ENUNCIADO 1: Por favor, liste todas as linhas da listagem que contêm a palavra "brown", respeitando a diferença entre maiúsculas e minúsculas.

DOCUMENTO:
Portanto, uma vez editado o Regulamento de contratação próprio da entidade, não há que se falar em aplicação da Lei nº 8.666/93 ou de outros diplomas normativos que regem as contratações no âmbito da Administração Pública.

Sobre o regime jurídico a que se submetem as entidades do Sistema S, válidas são as considerações de Suzana Maria Rossetti em texto veiculado no Blog da Zênite:

 

Conforme entendimento consolidado no âmbito da Corte de Contas da União, por manejarem recursos públicos na busca pela satisfação de objetivos intimamente relacionados ao interesse dos cidadãos, os serviços sociais autônomos estão sujeitos à fiscalização do Tribunal de Contas da União.

 

E, a despeito de não submetidos ao rigor da Lei de Licitações, devem respeitar a principiologia que rege a atuação da Administração Pública em seus processos de contratação, de forma que cabe às próprias entidades do Sistema S aprovar seus regulamentos (Decisões nºs 907/1997 e 461/1998, ambas do Plenário), os quais devem ser elaborados em atenção aos princípios que orientam o exercício da função administrativa, em especial: legalidade, impessoalidade, isonomia, moralidade, publicidade e eficiência.

 

O ponto nodal é o de que não basta simplesmente fazer incidir a previsão regulamentar, é preciso avaliar se a norma é compatível, ou não, à principiologia aplicável às contratações públicas, a qual se almeja resguardar.

 

Nesse sentido, no Acórdão nº 6.165/2011 – 1ª Câmara, por exemplo, o TCU emitiu alerta ao SENAR:

 

“no sentido de que a possibilidade de dispensa de comprovação de regularidade fiscal nas hipóteses de dispensa e inexigibilidade de licitação, prevista no art. 11 de seu Regulamento de Licitações, está em desacordo com os princípios gerais da Administração Pública e a jurisprudência desta Corte de Contas (Decisão 10/2002 – Primeira Câmara e Decisão 705/1994 – Plenário)”.

DADOS REGISTRADOS:
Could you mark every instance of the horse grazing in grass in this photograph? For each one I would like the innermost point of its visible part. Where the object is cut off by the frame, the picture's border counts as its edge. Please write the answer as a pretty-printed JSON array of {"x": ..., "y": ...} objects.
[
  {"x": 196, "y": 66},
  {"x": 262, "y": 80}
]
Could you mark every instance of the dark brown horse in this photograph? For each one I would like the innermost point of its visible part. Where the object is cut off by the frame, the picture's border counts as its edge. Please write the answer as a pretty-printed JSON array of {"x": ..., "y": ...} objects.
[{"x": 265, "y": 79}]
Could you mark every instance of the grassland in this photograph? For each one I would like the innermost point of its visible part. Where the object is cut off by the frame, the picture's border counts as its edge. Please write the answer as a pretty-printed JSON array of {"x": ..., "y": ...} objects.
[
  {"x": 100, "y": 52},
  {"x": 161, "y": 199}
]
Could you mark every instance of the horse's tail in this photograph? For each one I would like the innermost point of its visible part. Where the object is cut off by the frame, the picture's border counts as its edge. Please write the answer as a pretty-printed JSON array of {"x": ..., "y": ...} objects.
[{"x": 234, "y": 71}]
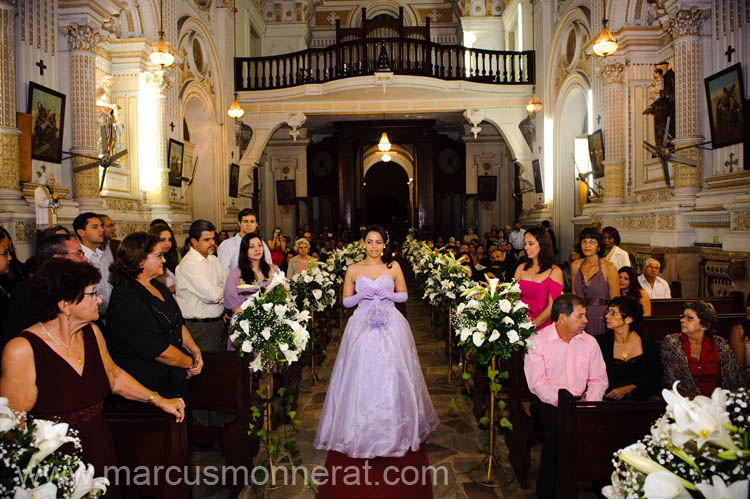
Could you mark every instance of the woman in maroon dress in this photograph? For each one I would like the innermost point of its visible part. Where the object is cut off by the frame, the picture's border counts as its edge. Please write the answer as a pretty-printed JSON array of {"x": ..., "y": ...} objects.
[{"x": 59, "y": 368}]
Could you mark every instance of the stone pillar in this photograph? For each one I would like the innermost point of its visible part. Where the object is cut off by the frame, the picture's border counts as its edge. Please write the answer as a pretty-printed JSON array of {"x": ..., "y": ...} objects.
[
  {"x": 685, "y": 26},
  {"x": 614, "y": 132},
  {"x": 9, "y": 162},
  {"x": 84, "y": 40},
  {"x": 158, "y": 193}
]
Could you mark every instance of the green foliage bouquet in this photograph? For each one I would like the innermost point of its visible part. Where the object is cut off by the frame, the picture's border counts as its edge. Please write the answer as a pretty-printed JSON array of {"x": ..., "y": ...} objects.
[
  {"x": 270, "y": 326},
  {"x": 493, "y": 321},
  {"x": 34, "y": 467}
]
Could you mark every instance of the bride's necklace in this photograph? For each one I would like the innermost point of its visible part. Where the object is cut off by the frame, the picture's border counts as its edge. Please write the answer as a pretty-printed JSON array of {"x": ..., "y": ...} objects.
[{"x": 76, "y": 353}]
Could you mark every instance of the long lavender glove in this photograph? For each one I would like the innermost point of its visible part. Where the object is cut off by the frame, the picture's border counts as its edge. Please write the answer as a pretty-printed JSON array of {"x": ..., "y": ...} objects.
[
  {"x": 353, "y": 300},
  {"x": 394, "y": 296}
]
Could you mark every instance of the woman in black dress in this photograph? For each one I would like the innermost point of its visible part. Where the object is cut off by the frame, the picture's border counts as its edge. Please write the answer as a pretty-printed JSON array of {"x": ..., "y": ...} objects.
[
  {"x": 632, "y": 357},
  {"x": 145, "y": 329}
]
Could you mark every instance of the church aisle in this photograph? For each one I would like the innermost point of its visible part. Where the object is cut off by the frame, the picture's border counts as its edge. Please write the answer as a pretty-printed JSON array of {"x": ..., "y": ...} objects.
[{"x": 455, "y": 444}]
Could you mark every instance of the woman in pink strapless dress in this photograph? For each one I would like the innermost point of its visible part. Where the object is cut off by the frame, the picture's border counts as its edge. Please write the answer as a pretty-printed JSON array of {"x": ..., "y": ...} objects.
[{"x": 539, "y": 278}]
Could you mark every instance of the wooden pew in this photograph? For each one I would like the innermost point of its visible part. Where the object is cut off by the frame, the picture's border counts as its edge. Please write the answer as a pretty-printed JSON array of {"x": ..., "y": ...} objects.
[
  {"x": 225, "y": 382},
  {"x": 588, "y": 433},
  {"x": 660, "y": 326},
  {"x": 152, "y": 439},
  {"x": 722, "y": 304}
]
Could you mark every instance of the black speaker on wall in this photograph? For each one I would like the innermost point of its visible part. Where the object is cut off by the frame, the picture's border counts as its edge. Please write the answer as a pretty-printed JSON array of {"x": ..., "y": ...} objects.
[{"x": 285, "y": 192}]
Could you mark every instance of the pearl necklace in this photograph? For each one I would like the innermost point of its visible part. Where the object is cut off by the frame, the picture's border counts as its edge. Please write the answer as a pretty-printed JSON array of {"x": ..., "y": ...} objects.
[{"x": 77, "y": 354}]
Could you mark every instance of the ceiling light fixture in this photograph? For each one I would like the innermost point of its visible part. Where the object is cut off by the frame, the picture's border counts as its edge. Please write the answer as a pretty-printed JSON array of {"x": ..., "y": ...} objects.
[
  {"x": 161, "y": 56},
  {"x": 604, "y": 44},
  {"x": 235, "y": 110}
]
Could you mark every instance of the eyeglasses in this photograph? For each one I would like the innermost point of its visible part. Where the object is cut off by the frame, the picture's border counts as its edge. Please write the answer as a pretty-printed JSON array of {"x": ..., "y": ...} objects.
[{"x": 611, "y": 311}]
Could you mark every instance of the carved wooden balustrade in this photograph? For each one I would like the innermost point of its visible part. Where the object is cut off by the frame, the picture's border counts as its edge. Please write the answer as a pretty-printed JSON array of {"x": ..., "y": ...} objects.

ENUNCIADO 2: De acordo com o texto sobre o Sistema S, a qual entidade o TCU emitiu alerta no Acórdão nº 6.165/2011 – 1ª Câmara?

RESPOSTA REDIGIDA 1:
Could you mark every instance of the dark brown horse in this photograph? For each one I would like the innermost point of its visible part. Where the object is cut off by the frame, the picture's border counts as its edge. Please write the answer as a pretty-printed JSON array of {"x": ..., "y": ...} objects.

RESPOSTA REDIGIDA 2: Ao SENAR.